WORK INSTRUCTIONS → Please output the entries below from the line that contains "of the background" through the final line, reproduced exactly and alone.

DATASET EXCERPTS →
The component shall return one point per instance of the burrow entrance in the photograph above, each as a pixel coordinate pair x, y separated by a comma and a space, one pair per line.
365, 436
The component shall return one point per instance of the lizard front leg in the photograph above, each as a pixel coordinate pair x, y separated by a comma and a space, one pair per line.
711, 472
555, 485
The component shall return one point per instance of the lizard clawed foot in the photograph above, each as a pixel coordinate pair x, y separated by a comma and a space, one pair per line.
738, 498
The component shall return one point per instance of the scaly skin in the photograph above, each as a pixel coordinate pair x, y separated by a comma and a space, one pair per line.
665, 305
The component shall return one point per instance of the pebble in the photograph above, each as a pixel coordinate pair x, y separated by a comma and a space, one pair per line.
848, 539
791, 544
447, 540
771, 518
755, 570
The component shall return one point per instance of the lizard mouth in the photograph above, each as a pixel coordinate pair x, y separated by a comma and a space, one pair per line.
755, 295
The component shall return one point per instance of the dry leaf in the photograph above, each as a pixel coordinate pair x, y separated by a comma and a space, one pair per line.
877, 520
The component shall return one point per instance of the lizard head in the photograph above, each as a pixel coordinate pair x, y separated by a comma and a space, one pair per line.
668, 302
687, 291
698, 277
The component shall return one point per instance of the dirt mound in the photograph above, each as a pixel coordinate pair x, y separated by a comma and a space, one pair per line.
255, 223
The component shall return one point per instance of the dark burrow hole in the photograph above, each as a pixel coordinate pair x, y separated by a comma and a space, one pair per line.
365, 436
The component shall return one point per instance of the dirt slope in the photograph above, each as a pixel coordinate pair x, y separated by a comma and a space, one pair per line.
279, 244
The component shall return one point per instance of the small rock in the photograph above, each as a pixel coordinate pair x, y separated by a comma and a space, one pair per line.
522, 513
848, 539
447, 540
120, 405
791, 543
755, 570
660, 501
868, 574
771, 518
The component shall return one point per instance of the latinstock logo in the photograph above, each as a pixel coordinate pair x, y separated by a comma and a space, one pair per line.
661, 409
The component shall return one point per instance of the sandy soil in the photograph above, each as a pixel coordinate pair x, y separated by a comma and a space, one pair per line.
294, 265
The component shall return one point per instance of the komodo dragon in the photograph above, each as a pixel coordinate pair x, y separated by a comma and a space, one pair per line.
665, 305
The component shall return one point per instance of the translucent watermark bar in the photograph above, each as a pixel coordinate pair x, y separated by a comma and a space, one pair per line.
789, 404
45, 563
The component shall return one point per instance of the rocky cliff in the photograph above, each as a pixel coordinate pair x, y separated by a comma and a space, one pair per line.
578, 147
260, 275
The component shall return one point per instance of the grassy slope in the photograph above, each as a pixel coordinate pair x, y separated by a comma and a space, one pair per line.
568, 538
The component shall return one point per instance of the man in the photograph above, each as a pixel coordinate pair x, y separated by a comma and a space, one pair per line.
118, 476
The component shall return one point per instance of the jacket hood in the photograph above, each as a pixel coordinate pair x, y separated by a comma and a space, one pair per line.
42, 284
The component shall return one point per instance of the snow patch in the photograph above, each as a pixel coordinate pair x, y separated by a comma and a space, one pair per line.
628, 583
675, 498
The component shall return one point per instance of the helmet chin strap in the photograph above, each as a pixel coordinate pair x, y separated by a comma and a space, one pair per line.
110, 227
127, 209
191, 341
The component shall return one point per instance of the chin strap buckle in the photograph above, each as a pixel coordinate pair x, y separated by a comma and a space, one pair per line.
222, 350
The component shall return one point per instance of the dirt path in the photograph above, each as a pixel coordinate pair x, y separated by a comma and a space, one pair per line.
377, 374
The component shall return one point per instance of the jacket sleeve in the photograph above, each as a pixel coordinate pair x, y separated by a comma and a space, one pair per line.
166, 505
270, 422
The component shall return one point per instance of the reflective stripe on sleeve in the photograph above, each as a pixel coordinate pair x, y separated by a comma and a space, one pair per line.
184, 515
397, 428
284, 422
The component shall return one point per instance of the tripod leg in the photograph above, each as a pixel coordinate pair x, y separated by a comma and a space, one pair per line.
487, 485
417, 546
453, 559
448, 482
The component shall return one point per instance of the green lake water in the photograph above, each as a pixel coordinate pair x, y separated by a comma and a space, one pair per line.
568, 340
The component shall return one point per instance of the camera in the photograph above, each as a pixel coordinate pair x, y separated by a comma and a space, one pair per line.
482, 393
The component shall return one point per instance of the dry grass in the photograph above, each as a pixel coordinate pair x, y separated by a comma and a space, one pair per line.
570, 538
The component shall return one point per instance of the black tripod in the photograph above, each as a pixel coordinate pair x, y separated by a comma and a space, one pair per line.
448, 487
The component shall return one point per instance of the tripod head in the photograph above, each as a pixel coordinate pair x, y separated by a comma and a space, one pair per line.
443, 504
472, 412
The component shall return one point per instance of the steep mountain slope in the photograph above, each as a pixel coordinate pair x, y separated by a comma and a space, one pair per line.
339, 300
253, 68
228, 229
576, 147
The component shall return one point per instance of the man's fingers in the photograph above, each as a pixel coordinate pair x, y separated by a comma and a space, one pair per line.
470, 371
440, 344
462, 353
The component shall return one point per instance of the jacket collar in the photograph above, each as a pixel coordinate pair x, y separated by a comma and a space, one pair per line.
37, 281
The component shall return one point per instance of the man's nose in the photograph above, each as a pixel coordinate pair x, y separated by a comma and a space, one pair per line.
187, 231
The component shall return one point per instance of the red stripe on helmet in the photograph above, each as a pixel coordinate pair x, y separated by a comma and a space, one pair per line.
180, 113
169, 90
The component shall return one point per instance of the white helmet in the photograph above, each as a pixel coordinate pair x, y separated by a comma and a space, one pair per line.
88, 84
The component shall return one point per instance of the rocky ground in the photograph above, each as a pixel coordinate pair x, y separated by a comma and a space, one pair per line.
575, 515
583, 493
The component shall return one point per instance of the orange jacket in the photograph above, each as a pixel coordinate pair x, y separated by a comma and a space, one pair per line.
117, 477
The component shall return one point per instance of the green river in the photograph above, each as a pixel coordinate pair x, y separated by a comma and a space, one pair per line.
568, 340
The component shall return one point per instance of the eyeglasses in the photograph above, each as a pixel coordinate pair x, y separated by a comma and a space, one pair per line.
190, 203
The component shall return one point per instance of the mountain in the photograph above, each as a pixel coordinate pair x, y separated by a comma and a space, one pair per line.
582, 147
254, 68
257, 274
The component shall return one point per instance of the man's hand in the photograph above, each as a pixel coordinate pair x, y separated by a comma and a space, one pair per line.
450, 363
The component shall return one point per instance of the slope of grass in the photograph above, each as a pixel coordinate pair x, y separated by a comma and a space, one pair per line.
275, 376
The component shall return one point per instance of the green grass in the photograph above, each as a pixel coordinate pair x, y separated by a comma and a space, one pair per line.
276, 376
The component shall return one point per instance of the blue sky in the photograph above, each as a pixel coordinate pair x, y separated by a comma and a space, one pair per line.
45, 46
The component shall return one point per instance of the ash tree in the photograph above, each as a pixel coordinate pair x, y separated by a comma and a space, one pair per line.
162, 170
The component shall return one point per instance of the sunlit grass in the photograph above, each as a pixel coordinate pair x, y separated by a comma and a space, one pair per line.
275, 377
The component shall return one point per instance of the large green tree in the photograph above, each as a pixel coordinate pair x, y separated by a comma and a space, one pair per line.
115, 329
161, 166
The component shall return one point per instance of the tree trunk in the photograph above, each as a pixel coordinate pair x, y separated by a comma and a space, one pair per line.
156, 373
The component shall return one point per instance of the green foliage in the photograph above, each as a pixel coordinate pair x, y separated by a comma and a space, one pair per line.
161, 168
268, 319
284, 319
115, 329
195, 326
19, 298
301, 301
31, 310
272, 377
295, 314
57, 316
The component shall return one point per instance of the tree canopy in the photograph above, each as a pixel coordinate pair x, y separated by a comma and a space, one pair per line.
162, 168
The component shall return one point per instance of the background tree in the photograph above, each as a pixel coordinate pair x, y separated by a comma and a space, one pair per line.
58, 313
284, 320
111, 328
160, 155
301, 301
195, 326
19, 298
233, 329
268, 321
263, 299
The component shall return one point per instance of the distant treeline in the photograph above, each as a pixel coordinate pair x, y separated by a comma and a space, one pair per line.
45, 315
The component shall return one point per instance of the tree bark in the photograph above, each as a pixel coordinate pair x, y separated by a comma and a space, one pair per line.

THE OUTPUT →
The component shall return one point per instance of the background tree in the photograph above, each as a pixel coordinate pair x, y separated by a comma and a space, one pair per line.
58, 313
284, 320
111, 328
160, 155
301, 301
195, 326
19, 298
233, 329
268, 321
263, 299
The component shall return one point per instance of the distant treeline in the photograph above, each as a pixel coordinate pair x, y separated by a comma and a space, one pair per line.
45, 315
The component shall return one point per instance of the tree bark in the photograph above, each as a pixel coordinate pair x, y separated by a comma and a space, one pair per line.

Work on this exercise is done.